Texte à lire:
Dans le même chapitre, l’examen a porté sur les politiques publiques en matière de changement climatique priorisant l’atténuation des émanations tunisiennes de CO2 sur le soutien des efforts d’adaptation aux effets du changement climatique et la transition vers des modes de production pérennes. Un choix fortement critiqué dans cette étude au regard des risques climatiques graves encourus par la paysannerie, le secteur agricole et le milieu rural avec des risques conséquents sur l’accès à l’aliment et la souveraineté.
Les mécanismes d’accumulation des profits sont aussi fortement liés aux stratégies de gestion du patrimoine foncier agricole appartenant à l’Etat : les terres domaniales. Dans le deuxième chapitre, l’étude se penche sur l’investissement agricole privé tunisien et étranger dans les domaines agricoles publics. Et présente le bilan de la privatisation progressive des terres domaniales, enclenchée dès les années 70 suite à l’avortement de la politique des coopératives. Deux domaines : « Itizez 2 » et « Itizez 3 », situé dans le gouvernorat de Sidi Bouzid, ont été sélectionnés pour illustrer le bilan de la privatisation agricole à travers les Société de Mise en Valeur et de Développement Agricole (SMVDA) et les impacts économiques, sociaux et environnementaux de cette politique. Conjuguée à la politique d’encouragement des exportations, la privatisation agricole a abouti à l’adoption du mode de production en monoculture des denrées exportables sur les terres domaniales, un mode dont les risques sont très élevés et la durabilité illusoire.

Lignes de données:
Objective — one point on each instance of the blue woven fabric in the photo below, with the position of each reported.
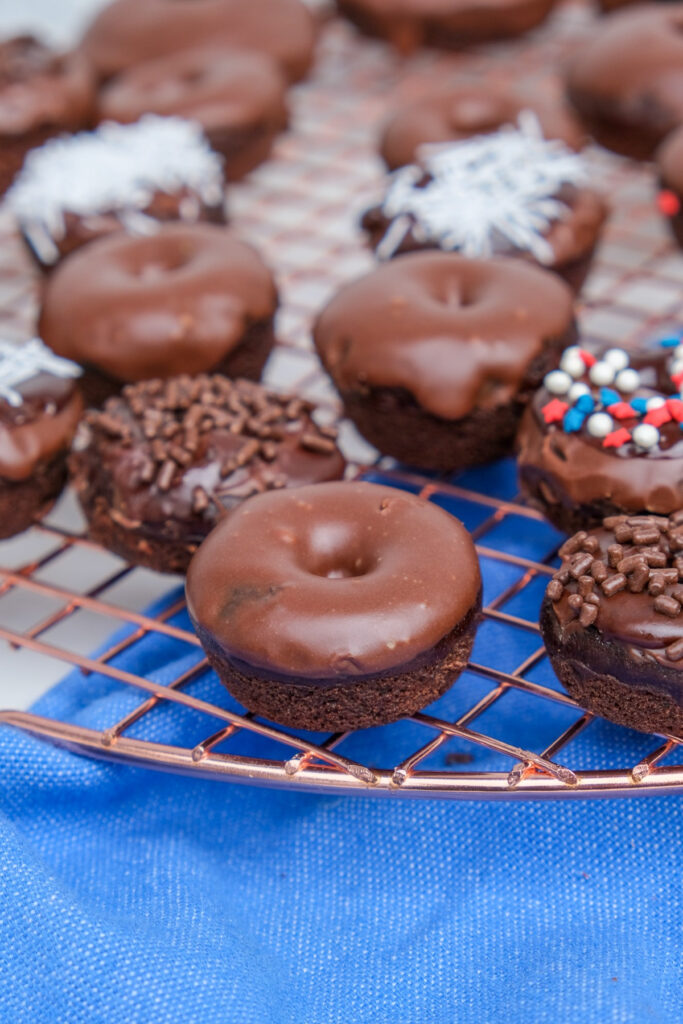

Travail à faire:
**a.** Recopiez fidèlement le passage du texte sur la politique agricole tunisienne qui commence par « Dans le même » et se termine par « et la souveraineté. ».
**b.** Reprenez le texte sur la politique agricole tunisienne là où il s'arrête et poursuivez sa rédaction.
Les lignes de données forment un matériau distinct du texte.

Réponses aux exercices:
**a.**
Dans le même chapitre, l’examen a porté sur les politiques publiques en matière de changement climatique priorisant l’atténuation des émanations tunisiennes de CO2 sur le soutien des efforts d’adaptation aux effets du changement climatique et la transition vers des modes de production pérennes. Un choix fortement critiqué dans cette étude au regard des risques climatiques graves encourus par la paysannerie, le secteur agricole et le milieu rural avec des risques conséquents sur l’accès à l’aliment et la souveraineté.

**b.**
Le troisième chapitre s’attarde sur le changement des modes de production et la spécialisation de l’agriculture et étudie leurs impacts sur la paysannerie, les ressources naturelles et l’environnement. Les enjeux relatifs à l’agriculture irriguée sont d’abord mis en évidence ; ils se rapportent à la gestion des périmètres irrigués dont la superficie est très limitée, la rentabilité importante et l’équipement et la maintenance coûteux. L’étude met en évidence les phénomènes d’accaparement de ces moyens de production par l’agriculture rentière produisant pour le marché international, aux dépens de l’agriculture vivrière produisant pour la consommation locale.
Ensuite, focus sur deux produits phares de la monoculture tunisienne : les dattes Deglet Nour et l’huile d’olive, pour démontrer les effets néfastes de ces modes de production sur la diversité de l’activité agricole et sa résilience, ainsi que sur la paysannerie et ses ressources. Le lien entre l’encouragement des monocultures et la marginalisation de la paysannerie est retracé depuis la colonisation pour démontrer le caractère extractiviste de ce mode de production qui continue d’être encouragé soixante ans après l’indépendance.
La conséquence de l’orientation de la production vers les marchés étrangers se lit dans le prolongement des politiques agricoles coloniales, mais aussi dans la dépendance alimentaire et la soumission aux marchés internationaux. Au niveau de la consommation intérieure en revanche, ces deux produits ne cessent de voir leurs prix augmenter, les éliminant progressivement du régime alimentaire local.
Enfin, le quatrième chapitre aborde les structures agricoles et la question de l’auto-organisation des petits et moyens agriculteurs et revient sur le modèle des Sociétés Mutuelles de Services Agricoles (SMSA) pour s’arrêter sur ses dysfonctionnements structurels et sur les difficultés financières et de gestion auxquelles ces structures font face. Restées à la marge d’un système libéralisé, les expériences appartenant au champ de l’économie solidaire telles que les SMSA et les UCPA ont dépéri. Ces dernières, les Unités Coopératives de Production Agricoles, sont aussi abordées dans ce chapitre. Le recul aidant, l’étude propose une relecture de l’expérience coopérativiste, en la replaçant son contexte économique, social et culturel, en revenant sur son caractère forcé et en tentant de dépasser l’image négative restée dans la mémoire collective à propos du travail coopératif en général. Ce chapitre sur les structures agricoles s’inscrit dans la réflexion autour de la question de l’organisation des petits et moyens agriculteurs, enjeu majeur de la paysannerie qui, malgré sa contribution majoritaire dans la production, se voit écartée de la répartition de la plus-value.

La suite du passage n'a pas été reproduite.